━━━━━ DATA PROVIDED

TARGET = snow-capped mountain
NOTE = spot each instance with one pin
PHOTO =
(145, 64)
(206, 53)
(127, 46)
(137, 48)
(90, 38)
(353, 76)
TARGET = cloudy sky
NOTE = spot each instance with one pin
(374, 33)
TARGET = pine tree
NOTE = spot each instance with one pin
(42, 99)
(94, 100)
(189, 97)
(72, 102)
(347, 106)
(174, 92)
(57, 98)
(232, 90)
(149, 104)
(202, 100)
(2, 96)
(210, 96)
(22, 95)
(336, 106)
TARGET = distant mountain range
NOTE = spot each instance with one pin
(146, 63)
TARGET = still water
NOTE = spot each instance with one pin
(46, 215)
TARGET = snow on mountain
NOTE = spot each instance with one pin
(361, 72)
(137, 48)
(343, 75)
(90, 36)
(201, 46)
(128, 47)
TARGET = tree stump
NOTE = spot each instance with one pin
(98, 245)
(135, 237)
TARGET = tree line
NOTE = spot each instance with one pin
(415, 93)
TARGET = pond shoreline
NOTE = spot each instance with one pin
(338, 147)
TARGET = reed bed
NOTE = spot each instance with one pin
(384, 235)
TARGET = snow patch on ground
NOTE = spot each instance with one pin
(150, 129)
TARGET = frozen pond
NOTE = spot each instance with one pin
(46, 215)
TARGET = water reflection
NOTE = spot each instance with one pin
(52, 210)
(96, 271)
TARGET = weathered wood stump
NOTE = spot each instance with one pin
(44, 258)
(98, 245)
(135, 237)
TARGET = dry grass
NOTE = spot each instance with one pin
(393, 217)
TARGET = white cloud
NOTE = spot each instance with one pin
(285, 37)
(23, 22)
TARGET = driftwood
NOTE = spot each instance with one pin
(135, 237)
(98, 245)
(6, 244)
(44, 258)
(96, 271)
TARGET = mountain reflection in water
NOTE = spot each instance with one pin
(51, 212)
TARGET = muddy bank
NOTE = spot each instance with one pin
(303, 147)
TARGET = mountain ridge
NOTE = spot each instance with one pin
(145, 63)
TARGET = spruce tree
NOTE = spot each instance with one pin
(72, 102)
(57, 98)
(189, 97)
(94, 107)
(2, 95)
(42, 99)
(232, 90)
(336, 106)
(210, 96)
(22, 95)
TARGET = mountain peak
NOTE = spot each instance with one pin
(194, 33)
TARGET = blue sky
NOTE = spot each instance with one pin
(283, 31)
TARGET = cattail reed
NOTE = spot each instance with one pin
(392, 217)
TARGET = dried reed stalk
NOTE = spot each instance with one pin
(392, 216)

━━━━━━━━━━
━━━━━ DATA PROVIDED

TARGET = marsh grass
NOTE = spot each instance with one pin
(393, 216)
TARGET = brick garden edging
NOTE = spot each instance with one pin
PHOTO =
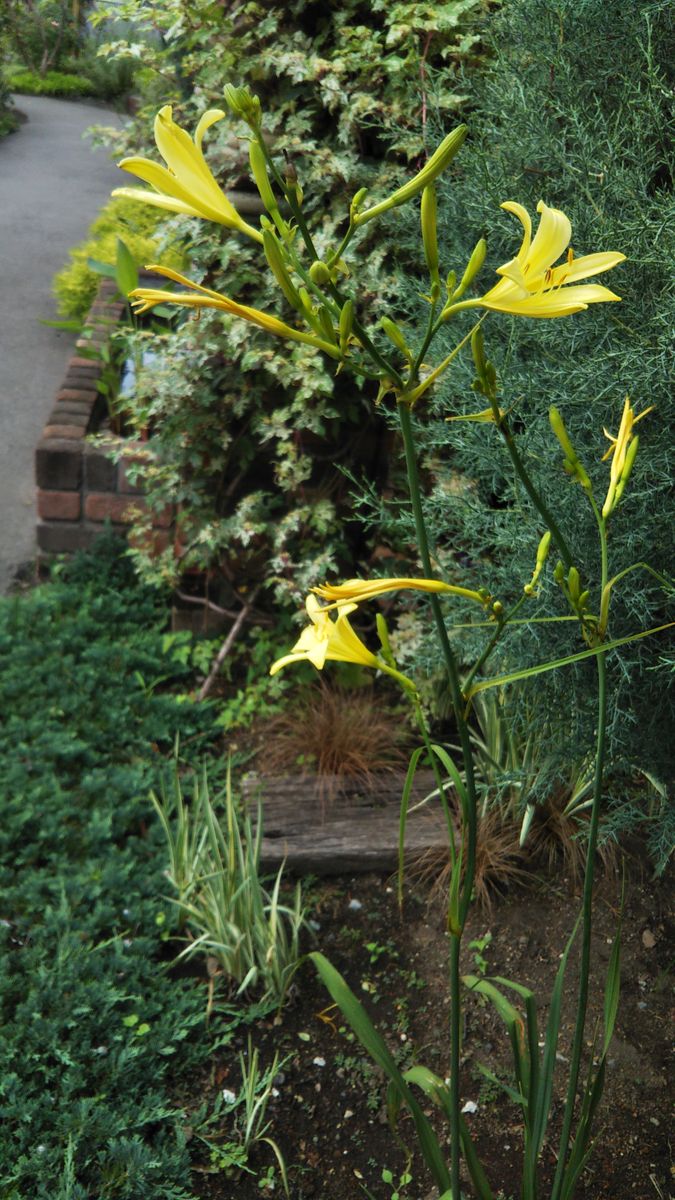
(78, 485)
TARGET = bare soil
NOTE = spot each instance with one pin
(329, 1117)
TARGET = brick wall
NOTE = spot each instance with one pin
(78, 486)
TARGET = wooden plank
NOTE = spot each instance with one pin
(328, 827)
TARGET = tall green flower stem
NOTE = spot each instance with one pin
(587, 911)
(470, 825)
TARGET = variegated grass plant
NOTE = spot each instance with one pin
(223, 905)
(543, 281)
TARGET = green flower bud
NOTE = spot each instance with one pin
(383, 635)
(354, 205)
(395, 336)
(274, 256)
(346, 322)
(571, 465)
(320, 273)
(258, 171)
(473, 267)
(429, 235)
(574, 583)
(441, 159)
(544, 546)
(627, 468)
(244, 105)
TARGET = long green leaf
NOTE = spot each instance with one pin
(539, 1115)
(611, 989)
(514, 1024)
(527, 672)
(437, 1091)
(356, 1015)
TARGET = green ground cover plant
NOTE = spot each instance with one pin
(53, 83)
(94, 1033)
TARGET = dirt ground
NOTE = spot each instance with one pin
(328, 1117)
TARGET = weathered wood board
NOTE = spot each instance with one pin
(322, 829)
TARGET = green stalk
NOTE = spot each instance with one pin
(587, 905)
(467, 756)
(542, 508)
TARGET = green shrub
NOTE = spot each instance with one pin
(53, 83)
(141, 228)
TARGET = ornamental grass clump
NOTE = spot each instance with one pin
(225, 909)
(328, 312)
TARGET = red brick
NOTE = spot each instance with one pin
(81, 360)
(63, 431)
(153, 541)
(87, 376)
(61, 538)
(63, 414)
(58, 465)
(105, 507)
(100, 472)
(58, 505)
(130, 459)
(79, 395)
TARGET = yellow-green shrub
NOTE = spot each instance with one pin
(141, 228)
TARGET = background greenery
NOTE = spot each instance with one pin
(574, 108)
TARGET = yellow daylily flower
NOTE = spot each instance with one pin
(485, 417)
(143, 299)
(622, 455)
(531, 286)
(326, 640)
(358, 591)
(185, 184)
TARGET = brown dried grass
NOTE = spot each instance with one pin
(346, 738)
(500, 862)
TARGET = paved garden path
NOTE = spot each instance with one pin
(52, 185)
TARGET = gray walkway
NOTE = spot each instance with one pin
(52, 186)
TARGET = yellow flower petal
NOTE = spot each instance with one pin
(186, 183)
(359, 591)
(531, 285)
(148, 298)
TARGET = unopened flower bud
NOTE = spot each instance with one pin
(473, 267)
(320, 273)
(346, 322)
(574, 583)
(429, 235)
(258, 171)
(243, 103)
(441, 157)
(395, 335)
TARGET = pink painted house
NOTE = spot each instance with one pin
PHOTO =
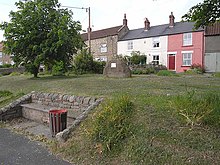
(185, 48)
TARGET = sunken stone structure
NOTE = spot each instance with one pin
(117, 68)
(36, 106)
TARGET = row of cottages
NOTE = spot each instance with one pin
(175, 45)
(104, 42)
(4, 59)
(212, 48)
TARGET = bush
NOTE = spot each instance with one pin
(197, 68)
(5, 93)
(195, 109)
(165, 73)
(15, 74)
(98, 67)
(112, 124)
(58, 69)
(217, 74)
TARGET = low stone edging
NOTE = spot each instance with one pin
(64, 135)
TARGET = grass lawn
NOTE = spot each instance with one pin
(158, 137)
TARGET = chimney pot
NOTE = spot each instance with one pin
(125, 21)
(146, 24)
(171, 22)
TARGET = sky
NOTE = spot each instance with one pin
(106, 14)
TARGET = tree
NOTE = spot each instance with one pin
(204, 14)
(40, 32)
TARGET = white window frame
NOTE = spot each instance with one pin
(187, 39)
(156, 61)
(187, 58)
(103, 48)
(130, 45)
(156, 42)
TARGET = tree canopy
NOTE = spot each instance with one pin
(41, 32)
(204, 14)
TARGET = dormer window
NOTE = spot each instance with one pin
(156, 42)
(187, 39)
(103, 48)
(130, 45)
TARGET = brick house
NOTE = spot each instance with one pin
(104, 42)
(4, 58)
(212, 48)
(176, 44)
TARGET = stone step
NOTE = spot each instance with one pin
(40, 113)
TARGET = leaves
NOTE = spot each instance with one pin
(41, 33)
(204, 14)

━━━━━━━━━━
━━━━━ DATA PROVIDED

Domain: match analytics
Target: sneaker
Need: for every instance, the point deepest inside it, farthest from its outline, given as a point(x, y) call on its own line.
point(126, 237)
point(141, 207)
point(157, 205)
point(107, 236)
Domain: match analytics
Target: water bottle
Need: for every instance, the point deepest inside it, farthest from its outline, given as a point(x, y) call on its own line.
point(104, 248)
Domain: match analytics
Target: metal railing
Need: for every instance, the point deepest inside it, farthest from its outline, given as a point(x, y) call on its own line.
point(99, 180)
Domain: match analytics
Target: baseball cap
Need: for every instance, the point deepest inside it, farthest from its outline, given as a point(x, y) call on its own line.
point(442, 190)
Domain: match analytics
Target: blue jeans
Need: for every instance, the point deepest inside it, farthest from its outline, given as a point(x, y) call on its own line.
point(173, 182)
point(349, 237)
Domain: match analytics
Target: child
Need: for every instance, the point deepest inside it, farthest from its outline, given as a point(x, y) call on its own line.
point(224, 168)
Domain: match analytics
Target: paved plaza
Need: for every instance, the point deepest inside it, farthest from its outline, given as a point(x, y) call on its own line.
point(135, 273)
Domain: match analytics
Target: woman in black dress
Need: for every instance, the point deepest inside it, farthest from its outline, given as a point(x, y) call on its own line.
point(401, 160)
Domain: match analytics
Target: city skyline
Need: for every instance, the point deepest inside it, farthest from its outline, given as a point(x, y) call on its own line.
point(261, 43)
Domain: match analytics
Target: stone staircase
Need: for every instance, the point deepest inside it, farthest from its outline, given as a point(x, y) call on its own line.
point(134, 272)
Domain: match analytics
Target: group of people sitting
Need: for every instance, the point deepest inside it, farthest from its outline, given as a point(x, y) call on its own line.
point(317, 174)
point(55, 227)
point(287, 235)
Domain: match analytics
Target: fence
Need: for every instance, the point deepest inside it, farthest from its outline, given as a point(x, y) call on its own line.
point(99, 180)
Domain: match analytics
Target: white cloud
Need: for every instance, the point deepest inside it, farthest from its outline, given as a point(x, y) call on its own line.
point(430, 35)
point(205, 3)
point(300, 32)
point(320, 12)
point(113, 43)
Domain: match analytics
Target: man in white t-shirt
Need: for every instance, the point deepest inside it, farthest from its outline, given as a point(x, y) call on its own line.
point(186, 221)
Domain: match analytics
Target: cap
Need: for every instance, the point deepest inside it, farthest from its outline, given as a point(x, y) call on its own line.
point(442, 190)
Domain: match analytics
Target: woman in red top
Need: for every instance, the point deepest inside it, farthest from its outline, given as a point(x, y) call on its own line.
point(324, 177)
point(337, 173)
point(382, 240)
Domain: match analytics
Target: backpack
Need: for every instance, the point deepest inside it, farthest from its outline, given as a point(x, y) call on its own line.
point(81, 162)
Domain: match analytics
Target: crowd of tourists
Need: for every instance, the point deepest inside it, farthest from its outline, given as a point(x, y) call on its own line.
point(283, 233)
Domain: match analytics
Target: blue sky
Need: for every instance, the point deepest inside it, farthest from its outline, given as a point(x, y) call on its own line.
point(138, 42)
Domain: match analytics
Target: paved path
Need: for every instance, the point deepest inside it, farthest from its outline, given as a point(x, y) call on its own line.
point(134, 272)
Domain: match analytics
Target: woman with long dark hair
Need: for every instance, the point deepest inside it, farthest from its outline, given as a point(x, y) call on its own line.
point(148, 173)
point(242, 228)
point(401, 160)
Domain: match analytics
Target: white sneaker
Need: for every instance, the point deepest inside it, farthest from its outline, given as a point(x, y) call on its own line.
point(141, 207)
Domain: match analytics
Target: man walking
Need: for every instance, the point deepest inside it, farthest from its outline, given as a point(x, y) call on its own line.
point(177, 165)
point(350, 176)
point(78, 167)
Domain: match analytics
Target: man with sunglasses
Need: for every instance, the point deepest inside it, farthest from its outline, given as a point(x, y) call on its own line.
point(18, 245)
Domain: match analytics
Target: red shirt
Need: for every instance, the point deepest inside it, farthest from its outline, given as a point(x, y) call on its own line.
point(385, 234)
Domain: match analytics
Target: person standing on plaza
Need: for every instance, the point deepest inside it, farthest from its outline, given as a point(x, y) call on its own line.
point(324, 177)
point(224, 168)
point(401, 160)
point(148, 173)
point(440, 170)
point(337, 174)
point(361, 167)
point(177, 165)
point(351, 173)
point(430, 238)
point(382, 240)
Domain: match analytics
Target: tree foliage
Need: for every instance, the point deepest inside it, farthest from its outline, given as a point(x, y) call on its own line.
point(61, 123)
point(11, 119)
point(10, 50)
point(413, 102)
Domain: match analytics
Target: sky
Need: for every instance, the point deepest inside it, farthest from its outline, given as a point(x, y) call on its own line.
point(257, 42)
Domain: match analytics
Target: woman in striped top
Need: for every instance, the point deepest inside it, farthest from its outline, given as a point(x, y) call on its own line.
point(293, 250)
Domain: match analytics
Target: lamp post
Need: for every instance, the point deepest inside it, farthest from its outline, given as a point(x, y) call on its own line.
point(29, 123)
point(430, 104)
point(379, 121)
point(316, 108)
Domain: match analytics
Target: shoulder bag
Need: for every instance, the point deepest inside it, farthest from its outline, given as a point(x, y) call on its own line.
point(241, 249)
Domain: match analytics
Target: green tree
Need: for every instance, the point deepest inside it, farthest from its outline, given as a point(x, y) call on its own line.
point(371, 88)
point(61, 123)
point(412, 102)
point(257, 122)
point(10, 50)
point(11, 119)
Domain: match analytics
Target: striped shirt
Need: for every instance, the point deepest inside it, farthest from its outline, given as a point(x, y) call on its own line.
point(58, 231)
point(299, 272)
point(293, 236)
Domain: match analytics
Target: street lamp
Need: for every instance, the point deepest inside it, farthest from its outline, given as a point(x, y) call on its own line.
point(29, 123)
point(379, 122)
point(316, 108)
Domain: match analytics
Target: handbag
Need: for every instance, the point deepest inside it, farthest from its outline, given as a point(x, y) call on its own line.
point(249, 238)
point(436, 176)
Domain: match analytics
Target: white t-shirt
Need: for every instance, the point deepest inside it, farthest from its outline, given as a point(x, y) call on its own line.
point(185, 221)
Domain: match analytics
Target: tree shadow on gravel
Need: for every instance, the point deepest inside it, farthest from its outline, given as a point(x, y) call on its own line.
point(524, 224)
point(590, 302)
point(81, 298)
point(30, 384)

━━━━━━━━━━

--- EXERCISE ---
Looking at the records above, how many lines contain "brick"? Only the number is needed.

--- OUTPUT ---
4